* Records from a data collection
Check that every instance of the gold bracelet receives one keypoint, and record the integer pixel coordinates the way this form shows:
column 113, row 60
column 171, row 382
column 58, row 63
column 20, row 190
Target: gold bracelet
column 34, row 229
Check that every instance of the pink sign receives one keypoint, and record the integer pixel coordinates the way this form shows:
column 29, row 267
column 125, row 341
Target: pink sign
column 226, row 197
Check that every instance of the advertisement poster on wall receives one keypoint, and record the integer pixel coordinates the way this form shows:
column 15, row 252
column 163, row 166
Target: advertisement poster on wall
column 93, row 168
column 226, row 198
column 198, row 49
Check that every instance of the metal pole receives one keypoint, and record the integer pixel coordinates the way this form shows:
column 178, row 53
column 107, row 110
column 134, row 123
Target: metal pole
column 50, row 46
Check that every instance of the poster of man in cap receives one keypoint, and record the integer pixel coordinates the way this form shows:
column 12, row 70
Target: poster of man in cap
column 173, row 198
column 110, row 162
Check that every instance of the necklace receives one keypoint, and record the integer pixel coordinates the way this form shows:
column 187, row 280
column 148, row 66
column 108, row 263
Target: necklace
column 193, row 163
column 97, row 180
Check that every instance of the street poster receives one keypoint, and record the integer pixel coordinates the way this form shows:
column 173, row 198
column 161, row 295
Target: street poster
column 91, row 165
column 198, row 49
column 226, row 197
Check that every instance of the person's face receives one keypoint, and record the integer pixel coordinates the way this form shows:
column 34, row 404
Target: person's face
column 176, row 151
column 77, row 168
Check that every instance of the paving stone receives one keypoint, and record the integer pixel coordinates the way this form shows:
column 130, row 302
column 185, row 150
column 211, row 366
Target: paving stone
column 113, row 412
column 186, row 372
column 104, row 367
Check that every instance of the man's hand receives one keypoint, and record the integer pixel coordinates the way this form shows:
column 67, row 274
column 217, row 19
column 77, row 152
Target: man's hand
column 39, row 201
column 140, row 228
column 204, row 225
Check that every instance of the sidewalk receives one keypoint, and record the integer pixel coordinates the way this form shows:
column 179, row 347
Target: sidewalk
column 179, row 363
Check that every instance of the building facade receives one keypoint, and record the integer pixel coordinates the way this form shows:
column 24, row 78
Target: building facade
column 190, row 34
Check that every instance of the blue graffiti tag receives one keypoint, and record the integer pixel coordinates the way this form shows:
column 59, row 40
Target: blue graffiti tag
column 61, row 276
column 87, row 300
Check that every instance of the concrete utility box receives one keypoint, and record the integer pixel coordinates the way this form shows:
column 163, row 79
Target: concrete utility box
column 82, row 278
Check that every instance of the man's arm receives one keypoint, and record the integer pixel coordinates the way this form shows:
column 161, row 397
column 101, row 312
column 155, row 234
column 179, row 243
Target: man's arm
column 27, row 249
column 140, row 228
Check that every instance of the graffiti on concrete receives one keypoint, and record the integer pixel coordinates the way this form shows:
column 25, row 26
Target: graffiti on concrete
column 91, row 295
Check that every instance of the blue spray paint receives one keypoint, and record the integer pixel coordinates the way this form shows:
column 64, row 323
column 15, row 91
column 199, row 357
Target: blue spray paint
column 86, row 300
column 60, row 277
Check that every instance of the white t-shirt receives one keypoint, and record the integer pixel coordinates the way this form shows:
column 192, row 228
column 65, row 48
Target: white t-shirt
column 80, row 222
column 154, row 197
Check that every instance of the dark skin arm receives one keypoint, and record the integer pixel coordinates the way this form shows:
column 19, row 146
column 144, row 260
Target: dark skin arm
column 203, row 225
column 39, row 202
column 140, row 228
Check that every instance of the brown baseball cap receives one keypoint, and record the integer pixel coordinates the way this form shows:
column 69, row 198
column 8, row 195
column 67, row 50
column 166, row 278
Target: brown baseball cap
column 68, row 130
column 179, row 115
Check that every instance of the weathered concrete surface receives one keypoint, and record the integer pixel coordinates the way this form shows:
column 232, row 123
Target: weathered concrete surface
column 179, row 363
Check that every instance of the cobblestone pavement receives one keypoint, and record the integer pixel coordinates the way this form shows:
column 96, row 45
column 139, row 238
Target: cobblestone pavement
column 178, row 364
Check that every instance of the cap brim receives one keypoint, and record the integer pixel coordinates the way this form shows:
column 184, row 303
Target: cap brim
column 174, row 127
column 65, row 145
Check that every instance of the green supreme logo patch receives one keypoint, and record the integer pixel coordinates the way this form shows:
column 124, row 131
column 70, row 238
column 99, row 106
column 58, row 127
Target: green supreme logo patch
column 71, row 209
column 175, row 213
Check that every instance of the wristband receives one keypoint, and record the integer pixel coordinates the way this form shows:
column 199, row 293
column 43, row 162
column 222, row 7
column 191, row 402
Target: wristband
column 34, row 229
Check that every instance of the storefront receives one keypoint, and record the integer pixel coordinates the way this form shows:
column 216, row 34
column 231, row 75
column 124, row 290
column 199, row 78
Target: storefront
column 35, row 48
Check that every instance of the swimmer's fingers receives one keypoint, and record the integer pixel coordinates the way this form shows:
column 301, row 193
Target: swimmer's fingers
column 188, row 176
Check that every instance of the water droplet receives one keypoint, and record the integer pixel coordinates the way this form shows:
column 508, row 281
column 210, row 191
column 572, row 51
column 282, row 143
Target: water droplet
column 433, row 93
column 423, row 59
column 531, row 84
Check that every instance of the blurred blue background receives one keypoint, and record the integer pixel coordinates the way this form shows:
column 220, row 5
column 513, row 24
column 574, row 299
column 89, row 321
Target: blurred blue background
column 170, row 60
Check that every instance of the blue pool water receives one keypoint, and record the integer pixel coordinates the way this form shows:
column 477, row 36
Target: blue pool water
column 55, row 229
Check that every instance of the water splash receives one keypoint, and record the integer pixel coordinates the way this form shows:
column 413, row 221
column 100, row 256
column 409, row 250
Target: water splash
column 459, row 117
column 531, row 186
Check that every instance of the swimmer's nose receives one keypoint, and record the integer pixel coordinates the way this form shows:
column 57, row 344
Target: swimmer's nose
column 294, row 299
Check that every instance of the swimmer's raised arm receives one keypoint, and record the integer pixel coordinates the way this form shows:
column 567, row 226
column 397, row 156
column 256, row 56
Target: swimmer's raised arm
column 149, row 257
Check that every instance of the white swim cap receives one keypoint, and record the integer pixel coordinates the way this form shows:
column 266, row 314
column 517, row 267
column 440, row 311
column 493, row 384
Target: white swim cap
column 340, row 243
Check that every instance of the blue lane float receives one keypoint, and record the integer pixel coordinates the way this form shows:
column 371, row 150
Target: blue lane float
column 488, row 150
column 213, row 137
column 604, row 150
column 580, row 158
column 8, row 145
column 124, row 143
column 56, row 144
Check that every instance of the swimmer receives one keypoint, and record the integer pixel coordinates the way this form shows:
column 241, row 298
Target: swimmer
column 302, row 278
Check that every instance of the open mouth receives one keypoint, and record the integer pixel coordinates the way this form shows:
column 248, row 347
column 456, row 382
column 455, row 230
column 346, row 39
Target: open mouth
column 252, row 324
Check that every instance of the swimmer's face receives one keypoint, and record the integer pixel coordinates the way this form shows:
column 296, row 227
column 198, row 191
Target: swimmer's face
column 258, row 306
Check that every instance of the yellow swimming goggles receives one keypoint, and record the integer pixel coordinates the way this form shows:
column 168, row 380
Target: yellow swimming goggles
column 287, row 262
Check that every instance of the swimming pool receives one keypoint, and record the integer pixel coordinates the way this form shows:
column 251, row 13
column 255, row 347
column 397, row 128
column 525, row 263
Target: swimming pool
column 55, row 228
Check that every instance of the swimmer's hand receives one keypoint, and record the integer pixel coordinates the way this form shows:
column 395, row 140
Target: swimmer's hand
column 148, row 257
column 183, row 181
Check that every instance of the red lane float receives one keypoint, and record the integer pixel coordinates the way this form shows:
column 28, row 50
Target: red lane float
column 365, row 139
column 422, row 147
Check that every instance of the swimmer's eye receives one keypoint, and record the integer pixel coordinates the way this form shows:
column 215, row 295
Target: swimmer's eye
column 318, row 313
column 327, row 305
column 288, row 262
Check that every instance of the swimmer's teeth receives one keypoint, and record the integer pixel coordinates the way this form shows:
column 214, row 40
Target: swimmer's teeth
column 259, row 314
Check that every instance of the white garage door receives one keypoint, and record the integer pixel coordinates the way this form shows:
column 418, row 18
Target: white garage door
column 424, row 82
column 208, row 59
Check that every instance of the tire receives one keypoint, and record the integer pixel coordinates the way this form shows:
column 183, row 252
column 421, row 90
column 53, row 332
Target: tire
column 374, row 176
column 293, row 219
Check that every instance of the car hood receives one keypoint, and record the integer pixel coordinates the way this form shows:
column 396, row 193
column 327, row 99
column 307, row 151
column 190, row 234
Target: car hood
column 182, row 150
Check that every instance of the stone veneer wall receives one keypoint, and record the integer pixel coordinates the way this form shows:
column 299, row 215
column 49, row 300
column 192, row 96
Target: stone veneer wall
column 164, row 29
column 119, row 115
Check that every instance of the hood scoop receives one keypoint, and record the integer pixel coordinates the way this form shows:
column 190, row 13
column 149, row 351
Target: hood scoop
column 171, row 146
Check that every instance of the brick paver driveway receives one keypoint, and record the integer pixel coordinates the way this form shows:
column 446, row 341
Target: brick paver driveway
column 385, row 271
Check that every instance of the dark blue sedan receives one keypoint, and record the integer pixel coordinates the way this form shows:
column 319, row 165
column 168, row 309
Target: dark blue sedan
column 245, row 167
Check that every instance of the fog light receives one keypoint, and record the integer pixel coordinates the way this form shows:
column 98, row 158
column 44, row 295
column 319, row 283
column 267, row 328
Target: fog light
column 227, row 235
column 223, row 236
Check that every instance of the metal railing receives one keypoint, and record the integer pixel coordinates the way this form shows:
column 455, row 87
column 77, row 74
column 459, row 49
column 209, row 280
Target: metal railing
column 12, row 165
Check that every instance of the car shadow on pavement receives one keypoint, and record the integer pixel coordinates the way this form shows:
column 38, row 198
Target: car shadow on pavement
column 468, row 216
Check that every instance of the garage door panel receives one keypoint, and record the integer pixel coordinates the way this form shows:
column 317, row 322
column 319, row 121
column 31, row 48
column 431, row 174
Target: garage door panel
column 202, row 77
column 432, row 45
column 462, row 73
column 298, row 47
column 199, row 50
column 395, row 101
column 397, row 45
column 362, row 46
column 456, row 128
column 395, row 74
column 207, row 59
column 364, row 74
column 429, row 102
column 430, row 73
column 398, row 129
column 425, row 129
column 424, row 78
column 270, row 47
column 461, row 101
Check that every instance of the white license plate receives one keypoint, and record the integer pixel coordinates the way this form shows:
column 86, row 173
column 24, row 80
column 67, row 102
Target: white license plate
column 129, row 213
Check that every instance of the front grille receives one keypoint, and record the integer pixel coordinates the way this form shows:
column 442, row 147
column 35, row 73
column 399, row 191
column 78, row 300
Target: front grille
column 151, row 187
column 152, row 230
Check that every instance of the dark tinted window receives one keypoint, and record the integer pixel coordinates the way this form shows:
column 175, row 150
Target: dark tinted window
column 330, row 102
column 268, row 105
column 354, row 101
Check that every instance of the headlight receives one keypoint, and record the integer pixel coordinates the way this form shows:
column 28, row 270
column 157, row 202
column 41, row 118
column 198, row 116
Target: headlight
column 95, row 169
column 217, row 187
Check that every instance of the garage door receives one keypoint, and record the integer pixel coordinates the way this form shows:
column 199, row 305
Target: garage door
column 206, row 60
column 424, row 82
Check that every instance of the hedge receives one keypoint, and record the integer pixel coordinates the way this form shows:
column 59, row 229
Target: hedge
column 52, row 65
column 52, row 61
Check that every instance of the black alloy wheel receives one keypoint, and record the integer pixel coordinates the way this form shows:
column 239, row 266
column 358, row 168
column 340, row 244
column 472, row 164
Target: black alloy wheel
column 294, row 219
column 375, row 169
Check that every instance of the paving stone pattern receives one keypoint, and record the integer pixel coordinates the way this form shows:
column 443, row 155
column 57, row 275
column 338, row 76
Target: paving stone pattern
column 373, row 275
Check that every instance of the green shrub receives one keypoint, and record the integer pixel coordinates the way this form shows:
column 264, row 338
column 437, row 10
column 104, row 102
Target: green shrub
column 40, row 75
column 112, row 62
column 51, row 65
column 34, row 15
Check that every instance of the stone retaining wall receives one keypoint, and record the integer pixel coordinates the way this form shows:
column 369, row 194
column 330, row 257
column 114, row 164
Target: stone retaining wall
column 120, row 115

* GOAL OF THE EXERCISE
Return a word-for-word copy of the lines above from the one holding "Check that every instance of the weathered" through the one holding "Check that every instance of the cobblestone", with both of them included and nothing besides.

* YOUR SOLUTION
Check that every instance of the weathered concrete surface receives one keypoint, and record the integer pixel coordinates the way this form shows:
column 232, row 123
Target: weathered concrete surface
column 179, row 363
Check that every instance of the cobblestone pavement receives one keypoint, and record the integer pixel coordinates the way this form shows:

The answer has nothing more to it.